>> Start

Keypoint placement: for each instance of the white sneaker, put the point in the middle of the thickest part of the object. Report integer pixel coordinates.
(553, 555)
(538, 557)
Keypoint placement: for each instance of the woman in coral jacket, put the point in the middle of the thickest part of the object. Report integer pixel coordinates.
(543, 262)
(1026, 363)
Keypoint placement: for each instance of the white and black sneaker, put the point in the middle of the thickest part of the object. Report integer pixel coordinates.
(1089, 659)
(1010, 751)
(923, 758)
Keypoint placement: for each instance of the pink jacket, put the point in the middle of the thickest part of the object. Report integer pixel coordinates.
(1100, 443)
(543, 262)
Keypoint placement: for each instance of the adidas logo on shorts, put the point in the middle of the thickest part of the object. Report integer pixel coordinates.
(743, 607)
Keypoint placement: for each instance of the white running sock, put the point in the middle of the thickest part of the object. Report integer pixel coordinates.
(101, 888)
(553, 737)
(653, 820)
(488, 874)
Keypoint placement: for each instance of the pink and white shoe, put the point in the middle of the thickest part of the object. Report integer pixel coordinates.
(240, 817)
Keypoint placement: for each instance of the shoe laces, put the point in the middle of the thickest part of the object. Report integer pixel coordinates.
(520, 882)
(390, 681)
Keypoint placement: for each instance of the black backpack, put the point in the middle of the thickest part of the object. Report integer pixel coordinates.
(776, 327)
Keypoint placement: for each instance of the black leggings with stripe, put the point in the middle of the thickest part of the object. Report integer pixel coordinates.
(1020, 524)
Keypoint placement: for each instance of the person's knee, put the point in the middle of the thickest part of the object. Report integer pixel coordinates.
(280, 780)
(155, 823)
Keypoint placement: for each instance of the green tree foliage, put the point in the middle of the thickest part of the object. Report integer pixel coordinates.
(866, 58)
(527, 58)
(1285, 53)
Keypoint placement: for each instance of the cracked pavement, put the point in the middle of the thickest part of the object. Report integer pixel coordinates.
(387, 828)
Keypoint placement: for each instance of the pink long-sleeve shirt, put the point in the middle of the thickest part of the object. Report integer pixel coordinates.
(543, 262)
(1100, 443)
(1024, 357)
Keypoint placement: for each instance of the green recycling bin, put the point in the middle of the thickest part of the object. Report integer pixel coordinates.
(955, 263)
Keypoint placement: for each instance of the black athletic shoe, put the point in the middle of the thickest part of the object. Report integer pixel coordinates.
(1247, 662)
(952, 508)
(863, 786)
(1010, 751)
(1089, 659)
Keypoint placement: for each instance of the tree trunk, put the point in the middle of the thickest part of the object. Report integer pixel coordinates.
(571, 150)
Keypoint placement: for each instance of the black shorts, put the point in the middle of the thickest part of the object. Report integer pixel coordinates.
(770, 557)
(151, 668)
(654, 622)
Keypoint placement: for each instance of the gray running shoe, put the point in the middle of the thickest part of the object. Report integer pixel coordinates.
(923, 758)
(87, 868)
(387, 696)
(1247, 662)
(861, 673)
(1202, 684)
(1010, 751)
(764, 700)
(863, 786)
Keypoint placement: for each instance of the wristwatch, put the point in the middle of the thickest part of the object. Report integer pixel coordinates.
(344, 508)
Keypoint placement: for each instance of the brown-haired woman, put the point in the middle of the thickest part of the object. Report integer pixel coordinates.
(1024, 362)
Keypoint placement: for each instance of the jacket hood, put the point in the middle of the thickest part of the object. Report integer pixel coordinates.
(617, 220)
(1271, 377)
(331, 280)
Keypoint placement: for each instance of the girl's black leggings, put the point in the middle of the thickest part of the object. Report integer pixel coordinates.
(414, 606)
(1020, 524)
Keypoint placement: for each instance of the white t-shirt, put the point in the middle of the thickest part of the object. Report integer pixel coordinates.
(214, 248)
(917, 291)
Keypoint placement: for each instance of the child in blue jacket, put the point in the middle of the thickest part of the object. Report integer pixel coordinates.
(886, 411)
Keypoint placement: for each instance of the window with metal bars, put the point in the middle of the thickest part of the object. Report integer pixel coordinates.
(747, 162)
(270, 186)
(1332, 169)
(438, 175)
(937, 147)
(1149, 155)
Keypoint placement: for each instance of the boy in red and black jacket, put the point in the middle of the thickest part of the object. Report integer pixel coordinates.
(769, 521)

>> End

▶ What this task involves
Revise the items from the beginning through the line that contains "(1026, 363)", replacing "coral" with "orange" and leaving all other text unchanged. Give only those lines.

▶ Full output
Keypoint placement: for each instance of the white sneaker, put the point in the middle of the thickest part of the object. Report integer pixel coordinates.
(553, 555)
(538, 557)
Keypoint placement: for each instance of the woman in orange jacket, put the point in the middle of the thickest part of the object. Report integer pixel coordinates.
(543, 262)
(1026, 363)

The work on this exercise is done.